» **Instructions to follow**
Give the records below again, word for word. No pictures belong in the copy.
══════
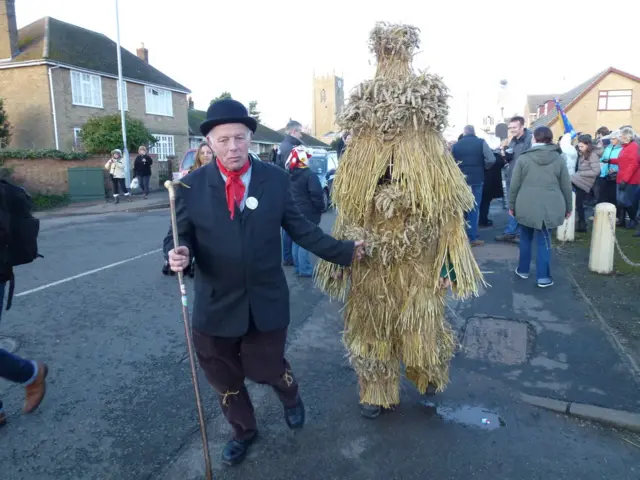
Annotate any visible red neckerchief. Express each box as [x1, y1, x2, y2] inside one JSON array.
[[217, 158, 251, 220]]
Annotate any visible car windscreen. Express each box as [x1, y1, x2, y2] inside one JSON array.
[[181, 151, 195, 171], [308, 155, 328, 175]]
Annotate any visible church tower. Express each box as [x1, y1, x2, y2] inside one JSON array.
══════
» **Answer section**
Annotate any visible red neckerchief. Express each box as [x1, y1, x2, y2] inside one JSON array.
[[217, 158, 251, 220]]
Annotate any visible car windscreen. Express each box as [x1, y1, x2, y2] inside one JSON array.
[[181, 151, 195, 171], [308, 155, 328, 175]]
Annotate any visible church tower. Express each box as [x1, y1, x2, y2] inside one JSON array.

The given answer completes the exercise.